WORK REQUIRED: The answer is a single number: the count of lines below in which the word "desk" appears.

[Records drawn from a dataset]
----
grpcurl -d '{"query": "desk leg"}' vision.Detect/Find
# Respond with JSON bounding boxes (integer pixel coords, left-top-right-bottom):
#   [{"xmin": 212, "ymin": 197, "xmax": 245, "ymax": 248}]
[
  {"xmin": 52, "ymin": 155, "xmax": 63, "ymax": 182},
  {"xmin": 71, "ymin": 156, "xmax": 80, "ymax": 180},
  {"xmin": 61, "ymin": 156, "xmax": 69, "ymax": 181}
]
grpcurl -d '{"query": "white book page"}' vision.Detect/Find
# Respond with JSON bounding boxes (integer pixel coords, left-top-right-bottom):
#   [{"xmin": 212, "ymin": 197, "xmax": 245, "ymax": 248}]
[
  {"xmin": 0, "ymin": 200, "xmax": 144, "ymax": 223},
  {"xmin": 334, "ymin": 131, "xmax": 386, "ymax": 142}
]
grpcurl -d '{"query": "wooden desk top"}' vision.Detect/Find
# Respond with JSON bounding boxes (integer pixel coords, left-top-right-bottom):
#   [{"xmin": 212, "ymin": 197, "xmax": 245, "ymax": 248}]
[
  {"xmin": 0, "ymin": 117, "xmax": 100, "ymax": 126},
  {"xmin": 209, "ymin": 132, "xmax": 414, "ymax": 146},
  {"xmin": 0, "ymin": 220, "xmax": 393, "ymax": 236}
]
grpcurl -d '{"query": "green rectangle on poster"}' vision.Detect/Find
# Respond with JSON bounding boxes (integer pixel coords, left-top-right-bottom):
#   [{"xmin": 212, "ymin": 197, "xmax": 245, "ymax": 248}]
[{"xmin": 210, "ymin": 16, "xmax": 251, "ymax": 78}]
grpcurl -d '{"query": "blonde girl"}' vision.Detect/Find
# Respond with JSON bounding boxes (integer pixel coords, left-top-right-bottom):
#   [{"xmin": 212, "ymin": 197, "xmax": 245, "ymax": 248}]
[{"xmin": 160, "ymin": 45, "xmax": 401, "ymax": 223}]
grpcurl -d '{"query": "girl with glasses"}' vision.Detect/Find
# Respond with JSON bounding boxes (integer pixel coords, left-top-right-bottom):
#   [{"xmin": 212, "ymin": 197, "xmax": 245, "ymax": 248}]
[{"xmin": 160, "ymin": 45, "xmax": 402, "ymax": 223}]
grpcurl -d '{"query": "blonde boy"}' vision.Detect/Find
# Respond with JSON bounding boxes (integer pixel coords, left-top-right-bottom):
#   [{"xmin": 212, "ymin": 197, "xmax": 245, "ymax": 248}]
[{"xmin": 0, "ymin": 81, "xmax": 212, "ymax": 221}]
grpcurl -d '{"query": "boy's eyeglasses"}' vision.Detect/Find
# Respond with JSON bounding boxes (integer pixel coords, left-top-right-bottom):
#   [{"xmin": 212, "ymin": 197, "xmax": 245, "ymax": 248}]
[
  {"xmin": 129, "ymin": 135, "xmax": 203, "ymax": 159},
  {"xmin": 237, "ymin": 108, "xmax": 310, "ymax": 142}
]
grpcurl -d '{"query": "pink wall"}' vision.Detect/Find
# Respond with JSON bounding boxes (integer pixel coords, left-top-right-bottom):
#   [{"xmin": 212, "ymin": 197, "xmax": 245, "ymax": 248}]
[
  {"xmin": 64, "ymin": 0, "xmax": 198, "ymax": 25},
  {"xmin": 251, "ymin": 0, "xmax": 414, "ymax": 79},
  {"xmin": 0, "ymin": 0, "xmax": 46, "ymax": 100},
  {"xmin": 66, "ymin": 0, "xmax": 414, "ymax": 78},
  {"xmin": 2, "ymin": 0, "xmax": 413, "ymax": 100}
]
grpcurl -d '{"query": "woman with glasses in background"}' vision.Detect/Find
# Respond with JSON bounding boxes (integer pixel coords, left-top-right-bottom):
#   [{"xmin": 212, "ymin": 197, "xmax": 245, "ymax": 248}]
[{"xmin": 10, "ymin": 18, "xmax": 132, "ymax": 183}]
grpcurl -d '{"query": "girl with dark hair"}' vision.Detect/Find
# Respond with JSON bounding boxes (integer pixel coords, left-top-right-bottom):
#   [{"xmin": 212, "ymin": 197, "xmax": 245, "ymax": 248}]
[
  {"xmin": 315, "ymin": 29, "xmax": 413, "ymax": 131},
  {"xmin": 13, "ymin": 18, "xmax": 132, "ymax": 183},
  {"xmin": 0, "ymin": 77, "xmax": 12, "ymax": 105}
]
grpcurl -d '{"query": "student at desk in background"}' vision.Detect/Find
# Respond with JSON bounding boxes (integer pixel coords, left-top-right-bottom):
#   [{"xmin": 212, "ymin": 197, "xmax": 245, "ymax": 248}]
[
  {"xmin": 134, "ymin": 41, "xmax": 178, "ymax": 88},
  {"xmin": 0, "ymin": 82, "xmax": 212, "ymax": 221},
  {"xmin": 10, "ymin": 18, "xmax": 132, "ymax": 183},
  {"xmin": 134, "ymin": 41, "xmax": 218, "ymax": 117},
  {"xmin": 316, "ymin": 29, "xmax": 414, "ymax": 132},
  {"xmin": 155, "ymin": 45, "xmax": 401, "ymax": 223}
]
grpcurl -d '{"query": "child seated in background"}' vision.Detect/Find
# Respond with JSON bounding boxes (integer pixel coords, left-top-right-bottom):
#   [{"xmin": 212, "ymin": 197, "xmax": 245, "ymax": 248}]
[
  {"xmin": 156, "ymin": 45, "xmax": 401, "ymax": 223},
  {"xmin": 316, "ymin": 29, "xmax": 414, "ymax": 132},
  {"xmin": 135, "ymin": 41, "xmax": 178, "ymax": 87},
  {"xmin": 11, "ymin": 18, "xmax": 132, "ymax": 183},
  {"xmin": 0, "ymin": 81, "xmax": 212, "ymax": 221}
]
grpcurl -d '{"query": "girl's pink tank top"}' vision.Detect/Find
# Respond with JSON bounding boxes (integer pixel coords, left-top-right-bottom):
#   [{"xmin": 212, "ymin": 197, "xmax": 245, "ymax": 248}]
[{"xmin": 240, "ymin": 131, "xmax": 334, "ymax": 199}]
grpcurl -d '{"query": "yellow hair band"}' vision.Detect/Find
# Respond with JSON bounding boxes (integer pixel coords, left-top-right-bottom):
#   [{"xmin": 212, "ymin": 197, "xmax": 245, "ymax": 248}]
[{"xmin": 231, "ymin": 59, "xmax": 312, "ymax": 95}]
----
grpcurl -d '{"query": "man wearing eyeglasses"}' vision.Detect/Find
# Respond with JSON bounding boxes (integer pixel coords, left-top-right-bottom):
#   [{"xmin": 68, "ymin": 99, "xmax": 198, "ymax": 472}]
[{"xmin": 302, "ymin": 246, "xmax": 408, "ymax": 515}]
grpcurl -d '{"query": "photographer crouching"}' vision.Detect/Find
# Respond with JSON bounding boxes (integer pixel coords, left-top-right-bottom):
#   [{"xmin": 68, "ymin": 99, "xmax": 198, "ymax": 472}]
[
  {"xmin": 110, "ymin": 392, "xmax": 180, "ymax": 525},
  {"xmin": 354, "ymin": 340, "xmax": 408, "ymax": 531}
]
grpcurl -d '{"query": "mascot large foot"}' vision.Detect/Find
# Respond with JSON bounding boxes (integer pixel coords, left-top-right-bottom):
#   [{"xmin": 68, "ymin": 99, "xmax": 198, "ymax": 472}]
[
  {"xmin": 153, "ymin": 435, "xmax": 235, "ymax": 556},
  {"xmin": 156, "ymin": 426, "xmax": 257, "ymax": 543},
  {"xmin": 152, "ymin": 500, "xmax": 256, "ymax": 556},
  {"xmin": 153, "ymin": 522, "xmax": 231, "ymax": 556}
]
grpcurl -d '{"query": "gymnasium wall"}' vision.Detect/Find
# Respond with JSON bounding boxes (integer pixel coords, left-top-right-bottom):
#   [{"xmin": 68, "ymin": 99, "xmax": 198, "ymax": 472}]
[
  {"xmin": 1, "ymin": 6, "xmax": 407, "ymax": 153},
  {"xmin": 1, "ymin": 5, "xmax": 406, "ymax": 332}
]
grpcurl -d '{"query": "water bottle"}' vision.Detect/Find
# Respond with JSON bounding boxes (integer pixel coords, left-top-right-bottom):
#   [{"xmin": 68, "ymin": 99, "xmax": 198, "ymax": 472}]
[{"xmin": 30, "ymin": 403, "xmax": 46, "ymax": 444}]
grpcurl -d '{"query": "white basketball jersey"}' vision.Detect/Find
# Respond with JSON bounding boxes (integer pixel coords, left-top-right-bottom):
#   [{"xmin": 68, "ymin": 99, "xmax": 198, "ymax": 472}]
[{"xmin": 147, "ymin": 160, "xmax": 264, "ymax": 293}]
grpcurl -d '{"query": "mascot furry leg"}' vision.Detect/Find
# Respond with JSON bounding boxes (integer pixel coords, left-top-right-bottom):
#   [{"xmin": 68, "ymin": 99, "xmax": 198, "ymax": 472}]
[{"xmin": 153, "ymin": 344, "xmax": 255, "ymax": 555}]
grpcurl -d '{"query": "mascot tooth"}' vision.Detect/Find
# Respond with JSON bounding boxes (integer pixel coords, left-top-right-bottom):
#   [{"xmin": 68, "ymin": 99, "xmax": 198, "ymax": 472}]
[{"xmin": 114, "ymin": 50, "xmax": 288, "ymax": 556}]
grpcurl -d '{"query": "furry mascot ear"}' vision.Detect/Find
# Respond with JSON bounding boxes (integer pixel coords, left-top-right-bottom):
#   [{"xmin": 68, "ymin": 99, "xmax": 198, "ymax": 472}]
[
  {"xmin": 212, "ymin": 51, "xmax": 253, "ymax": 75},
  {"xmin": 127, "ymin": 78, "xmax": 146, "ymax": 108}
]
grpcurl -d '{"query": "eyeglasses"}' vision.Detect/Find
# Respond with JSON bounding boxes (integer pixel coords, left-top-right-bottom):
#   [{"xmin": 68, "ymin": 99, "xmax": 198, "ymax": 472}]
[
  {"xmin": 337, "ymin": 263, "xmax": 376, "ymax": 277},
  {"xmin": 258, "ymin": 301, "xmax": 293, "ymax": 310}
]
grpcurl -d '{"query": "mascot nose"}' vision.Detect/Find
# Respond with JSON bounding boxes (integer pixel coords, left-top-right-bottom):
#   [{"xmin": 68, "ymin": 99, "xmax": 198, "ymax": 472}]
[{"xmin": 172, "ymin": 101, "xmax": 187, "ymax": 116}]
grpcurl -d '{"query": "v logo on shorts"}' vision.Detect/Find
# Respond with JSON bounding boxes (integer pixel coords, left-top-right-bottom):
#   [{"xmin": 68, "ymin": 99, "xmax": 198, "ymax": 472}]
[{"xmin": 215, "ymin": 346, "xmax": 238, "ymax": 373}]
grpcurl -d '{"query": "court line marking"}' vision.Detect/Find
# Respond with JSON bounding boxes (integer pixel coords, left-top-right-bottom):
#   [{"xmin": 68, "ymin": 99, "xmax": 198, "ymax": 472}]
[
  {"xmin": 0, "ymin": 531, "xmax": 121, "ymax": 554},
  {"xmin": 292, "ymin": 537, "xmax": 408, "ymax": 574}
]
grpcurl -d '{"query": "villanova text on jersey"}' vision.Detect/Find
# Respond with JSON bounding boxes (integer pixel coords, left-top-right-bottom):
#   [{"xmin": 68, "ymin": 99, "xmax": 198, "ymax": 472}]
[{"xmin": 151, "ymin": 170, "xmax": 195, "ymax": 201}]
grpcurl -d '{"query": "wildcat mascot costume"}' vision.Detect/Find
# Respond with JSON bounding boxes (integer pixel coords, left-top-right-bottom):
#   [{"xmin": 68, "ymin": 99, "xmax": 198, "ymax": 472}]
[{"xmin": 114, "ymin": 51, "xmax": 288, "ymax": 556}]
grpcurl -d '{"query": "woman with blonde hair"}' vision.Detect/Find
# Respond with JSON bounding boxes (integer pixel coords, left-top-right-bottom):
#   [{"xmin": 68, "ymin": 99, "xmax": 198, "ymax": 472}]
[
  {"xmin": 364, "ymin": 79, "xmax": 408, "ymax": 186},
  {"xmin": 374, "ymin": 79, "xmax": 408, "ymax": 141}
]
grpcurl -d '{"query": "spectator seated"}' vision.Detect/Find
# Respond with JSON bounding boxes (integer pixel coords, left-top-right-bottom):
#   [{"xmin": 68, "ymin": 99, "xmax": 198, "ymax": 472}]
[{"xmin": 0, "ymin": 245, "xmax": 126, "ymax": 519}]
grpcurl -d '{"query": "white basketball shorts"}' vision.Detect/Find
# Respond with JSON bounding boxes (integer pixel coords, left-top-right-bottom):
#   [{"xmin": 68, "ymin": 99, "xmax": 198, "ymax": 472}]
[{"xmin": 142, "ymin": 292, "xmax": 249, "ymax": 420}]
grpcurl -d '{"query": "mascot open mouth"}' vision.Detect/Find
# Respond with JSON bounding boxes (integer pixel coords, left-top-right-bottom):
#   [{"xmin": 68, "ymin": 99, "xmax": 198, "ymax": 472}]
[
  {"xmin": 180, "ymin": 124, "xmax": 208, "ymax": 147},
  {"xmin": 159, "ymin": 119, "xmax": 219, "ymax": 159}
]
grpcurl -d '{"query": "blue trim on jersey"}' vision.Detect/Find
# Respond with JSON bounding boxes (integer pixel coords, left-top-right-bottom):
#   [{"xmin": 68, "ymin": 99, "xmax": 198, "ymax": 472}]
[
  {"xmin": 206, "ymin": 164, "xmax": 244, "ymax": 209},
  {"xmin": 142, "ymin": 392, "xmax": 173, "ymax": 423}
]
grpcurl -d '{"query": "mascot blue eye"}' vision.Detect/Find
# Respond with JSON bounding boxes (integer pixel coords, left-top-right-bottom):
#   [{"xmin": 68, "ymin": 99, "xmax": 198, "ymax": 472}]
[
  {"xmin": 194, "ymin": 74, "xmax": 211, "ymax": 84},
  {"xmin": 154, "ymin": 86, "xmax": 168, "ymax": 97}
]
----
RESPONSE BOX: 3